►
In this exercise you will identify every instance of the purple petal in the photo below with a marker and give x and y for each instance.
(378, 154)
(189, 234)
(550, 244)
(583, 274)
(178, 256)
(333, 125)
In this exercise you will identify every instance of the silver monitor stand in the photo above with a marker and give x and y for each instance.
◄
►
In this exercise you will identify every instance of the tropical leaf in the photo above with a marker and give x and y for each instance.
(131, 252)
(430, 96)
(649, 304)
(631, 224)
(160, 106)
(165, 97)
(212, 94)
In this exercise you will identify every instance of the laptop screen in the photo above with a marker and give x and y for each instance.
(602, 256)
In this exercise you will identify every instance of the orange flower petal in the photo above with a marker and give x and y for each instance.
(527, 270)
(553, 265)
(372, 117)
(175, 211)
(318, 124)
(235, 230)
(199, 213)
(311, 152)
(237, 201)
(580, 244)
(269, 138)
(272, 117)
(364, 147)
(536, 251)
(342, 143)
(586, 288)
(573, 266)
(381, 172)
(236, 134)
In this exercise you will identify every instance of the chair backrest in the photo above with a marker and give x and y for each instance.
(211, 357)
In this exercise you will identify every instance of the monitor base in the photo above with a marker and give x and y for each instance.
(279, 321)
◄
> _PROMPT_
For the lines above, output exactly those from the line containing "In this exercise you will identify every instance of the purple" through the line containing "In this exercise you will identify every instance of the silver", and skip the others.

> _RESULT FOR THIS EXERCISE_
In this exercise you will identify every instance of the purple petal in the photo below with a marker and give x and y for each instance.
(378, 154)
(189, 234)
(550, 244)
(583, 274)
(178, 256)
(333, 125)
In this exercise you will identify every instance of the silver monitor stand in the photo above with a marker and give x and y for each instance.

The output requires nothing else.